# Sección del texto
┌──
El mundo de la vida se extiende, por tanto, como fundamento de sentido, constituyendo un saber ante-predicativo y precategorial, y “ocupa, frente a las emisiones comunicativas que se generan con su ayuda, una posición en cierto modo trascendental” (Habermas, 1989, p. 113).

Entendemos que esta posición de relativa trascendencia hace a uno de los motivos por los cuales se configura como olvidado y reprimido fundamento de sentido, es decir, como un saber que en realidad es un no-saber.

Su situación, así como sus características, dan al mundo de la vida un cierto carácter paradójico.

Lo que lo caracteriza, en primer lugar, es el modo de una certeza directa, a la que le falta la interna conexión con la posibilidad de volverse problemático. En segundo lugar, es un saber que se caracteriza por su fuerza totalizadora, puesto que todo saber del “mundo” toma su carácter configurador de ese trasfondo en que está enraizado. Y, en tercer lugar, su holismo, que conjuntamente con la inmediatez y la totalización, lo torna impenetrable pese a su aparente transparencia: el mundo de la vida como espesura.

Lo paradojal de esta situación con respecto al lenguaje es que el analista del lenguaje deba, a posteriori, al preguntarse por el saber del lenguaje o relativo al lenguaje, dirigir su mirada al mundo de la vida, teniendo en cuenta que este conocimiento representa un saber a priori. Esta paradoja, con resonancias kantianas, es para Habermas una paradoja que se funda en que en el transfondo que es el mundo de la vida están integrados saber relativo al mundo y saber relativo al lenguaje (Habermas, 1989).
└──
# Objetivo de la tarea
Transcriba sin cambios el pasaje del texto sobre el mundo de la vida, comenzando en "Entendemos que esta" y terminando en "vida como espesura.".

# Datos de origen
┌──
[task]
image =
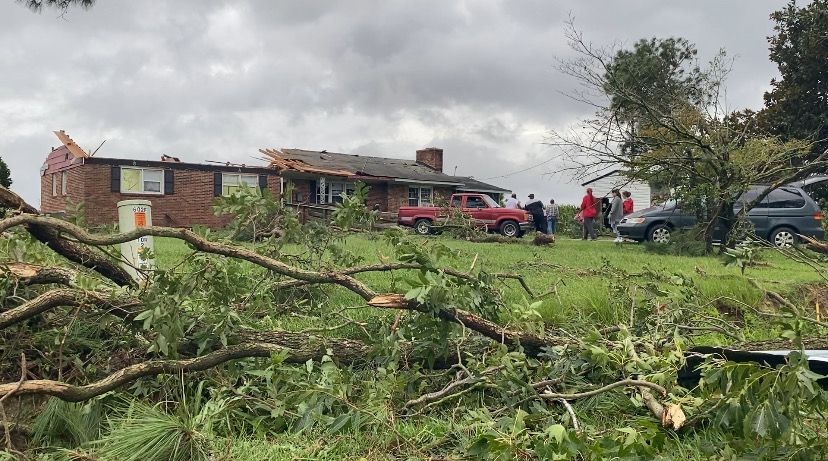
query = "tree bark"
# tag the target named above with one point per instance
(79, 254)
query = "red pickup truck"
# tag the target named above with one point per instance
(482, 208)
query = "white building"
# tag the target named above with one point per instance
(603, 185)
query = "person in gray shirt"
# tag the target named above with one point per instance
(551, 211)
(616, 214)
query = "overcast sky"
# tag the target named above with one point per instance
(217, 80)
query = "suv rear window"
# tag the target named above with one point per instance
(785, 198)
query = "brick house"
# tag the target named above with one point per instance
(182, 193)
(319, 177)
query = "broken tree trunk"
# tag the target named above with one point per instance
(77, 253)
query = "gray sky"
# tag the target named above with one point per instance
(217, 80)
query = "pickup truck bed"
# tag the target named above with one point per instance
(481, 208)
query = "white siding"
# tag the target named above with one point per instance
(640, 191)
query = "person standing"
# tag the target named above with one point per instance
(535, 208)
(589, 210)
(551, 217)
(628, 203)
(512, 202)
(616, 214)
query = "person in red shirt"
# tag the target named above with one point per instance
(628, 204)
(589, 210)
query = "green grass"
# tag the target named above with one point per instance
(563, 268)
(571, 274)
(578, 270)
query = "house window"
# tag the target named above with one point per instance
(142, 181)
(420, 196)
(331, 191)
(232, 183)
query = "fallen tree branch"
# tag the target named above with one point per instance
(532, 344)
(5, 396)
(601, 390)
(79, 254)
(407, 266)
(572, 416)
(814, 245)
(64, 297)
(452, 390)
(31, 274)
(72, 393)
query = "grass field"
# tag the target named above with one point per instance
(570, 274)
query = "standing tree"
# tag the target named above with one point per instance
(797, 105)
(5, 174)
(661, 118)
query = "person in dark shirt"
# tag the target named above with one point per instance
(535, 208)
└──
┌──
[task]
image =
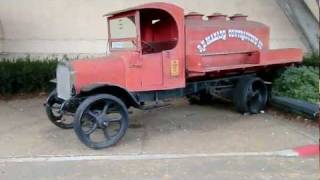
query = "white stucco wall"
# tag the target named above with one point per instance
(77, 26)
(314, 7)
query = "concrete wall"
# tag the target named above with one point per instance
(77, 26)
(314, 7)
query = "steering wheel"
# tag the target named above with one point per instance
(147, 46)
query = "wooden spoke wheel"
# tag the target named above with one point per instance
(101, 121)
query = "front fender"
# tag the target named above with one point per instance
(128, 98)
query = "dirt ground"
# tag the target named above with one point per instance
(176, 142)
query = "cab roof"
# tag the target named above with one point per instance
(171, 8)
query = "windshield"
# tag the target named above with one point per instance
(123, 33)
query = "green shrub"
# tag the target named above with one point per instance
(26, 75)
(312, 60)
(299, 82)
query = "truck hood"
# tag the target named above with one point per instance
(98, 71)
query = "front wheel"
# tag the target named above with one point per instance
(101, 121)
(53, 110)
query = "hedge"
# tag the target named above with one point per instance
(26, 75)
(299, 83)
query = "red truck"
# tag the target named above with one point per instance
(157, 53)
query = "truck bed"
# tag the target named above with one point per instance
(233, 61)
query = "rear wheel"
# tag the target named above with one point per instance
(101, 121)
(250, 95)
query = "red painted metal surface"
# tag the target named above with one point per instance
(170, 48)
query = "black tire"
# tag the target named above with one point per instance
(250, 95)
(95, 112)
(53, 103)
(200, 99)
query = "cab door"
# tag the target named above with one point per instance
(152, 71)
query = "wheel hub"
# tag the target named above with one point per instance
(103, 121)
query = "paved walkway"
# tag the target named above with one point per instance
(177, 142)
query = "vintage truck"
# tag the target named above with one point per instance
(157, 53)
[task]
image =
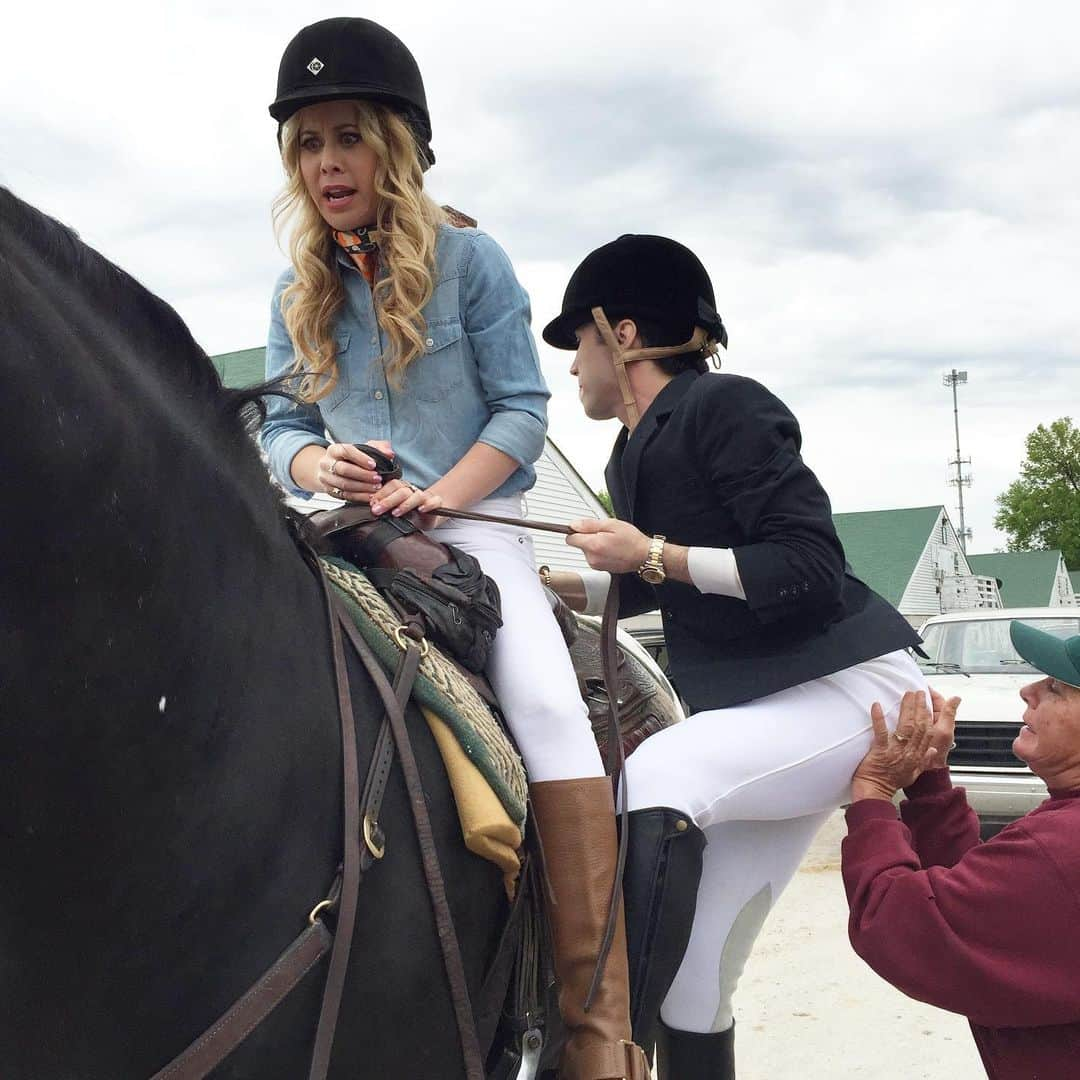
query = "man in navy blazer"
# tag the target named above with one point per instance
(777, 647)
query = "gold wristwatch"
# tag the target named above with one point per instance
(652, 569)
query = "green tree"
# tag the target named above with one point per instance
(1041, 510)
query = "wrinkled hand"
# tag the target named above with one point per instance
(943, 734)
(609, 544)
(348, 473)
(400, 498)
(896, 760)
└──
# Área de respuesta
Entendemos que esta posición de relativa trascendencia hace a uno de los motivos por los cuales se configura como olvidado y reprimido fundamento de sentido, es decir, como un saber que en realidad es un no-saber.

Su situación, así como sus características, dan al mundo de la vida un cierto carácter paradójico.

Lo que lo caracteriza, en primer lugar, es el modo de una certeza directa, a la que le falta la interna conexión con la posibilidad de volverse problemático. En segundo lugar, es un saber que se caracteriza por su fuerza totalizadora, puesto que todo saber del “mundo” toma su carácter configurador de ese trasfondo en que está enraizado. Y, en tercer lugar, su holismo, que conjuntamente con la inmediatez y la totalización, lo torna impenetrable pese a su aparente transparencia: el mundo de la vida como espesura.